--- Begin RAW RECORDS ---

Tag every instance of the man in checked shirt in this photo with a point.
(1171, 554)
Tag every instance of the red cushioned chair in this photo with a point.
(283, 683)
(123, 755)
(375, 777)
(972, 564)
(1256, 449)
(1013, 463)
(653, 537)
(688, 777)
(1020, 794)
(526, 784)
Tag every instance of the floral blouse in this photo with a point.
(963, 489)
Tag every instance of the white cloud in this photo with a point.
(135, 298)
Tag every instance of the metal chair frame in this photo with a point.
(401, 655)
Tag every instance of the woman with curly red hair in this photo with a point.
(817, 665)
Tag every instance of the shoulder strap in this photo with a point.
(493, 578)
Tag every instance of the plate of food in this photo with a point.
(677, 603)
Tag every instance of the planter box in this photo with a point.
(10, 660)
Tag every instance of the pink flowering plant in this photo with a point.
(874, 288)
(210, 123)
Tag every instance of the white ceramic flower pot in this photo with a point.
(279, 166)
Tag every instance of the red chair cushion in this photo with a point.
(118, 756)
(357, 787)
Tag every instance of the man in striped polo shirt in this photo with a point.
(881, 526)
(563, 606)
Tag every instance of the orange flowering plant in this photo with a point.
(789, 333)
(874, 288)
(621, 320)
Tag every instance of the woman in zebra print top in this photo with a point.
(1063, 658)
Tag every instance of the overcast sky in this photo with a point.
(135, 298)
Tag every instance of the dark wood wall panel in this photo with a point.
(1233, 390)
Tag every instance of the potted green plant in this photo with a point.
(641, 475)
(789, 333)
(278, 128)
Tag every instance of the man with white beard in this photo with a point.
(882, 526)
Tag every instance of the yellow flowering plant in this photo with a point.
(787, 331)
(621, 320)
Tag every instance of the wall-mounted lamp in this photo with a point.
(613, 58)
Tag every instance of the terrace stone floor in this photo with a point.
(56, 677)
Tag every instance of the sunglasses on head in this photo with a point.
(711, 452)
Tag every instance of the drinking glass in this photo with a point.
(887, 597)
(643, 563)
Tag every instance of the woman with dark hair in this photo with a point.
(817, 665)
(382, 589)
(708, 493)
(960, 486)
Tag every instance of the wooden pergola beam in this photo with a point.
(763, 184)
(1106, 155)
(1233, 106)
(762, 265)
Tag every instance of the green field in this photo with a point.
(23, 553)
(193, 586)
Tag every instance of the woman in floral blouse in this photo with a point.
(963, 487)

--- End RAW RECORDS ---

# [YOUR GOAL]
Please copy everything from the line containing "Tag every instance of the woman with curly" down to the last of the entries, requests included, adding 16 to each number in the point coordinates.

# [COMPLETE ANSWER]
Tag every instance of the woman with curly red hair in this photo with a point.
(833, 681)
Tag every instance of the shoulder strap in this photo with a point.
(509, 594)
Tag every instance of the plate of food in this photo with a point.
(693, 619)
Tag every instance of the planter box in this photo with a point.
(26, 676)
Tag every instance of the pink flowering plant in this photo with a point.
(890, 304)
(226, 139)
Tag every instance of the white ceramic flower pot in this photo with a point.
(295, 182)
Tag every instance of the red chair cushion in this photo with a point.
(134, 772)
(373, 803)
Tag every instance of the man in striped polo shirt in this photo with a point.
(897, 542)
(579, 622)
Tag every instance of the orange flowering plant in this photo with a point.
(805, 349)
(890, 304)
(637, 336)
Tag every instance of the woman in zebra print top in this photo with a point.
(1079, 674)
Tag every instance of the overcast sky in this photo with a point.
(151, 314)
Tag every instance of the dark wood wall panel in this photo with a point.
(1249, 406)
Tag every instance of the potted green plant in this photo with a point.
(657, 491)
(805, 349)
(294, 144)
Tag every instance of the man with white beard in this photo with a point.
(898, 542)
Tag every instance of the yellow flowering plant in this photo with a point.
(803, 347)
(637, 336)
Tag every instance of the wall-mounted lamp in this photo with a point.
(629, 74)
Tag every instance of the terrace stone floor in this photo with a point.
(72, 693)
Tag every instance of the sunglasses on head in this photo with a point.
(727, 468)
Tag every instance of the drinking glass in this photo with a point.
(903, 613)
(659, 579)
Tag every instance of the woman with dark hair in this photo with a point.
(833, 681)
(398, 605)
(724, 509)
(976, 502)
Tag every instance of the wooden pergola beam in this photo with a point.
(779, 200)
(1122, 171)
(1249, 122)
(778, 281)
Tag every instance of the green field in this photo with a point.
(39, 569)
(209, 602)
Tag every instance of the woman in floral blouse in this photo with a point.
(979, 503)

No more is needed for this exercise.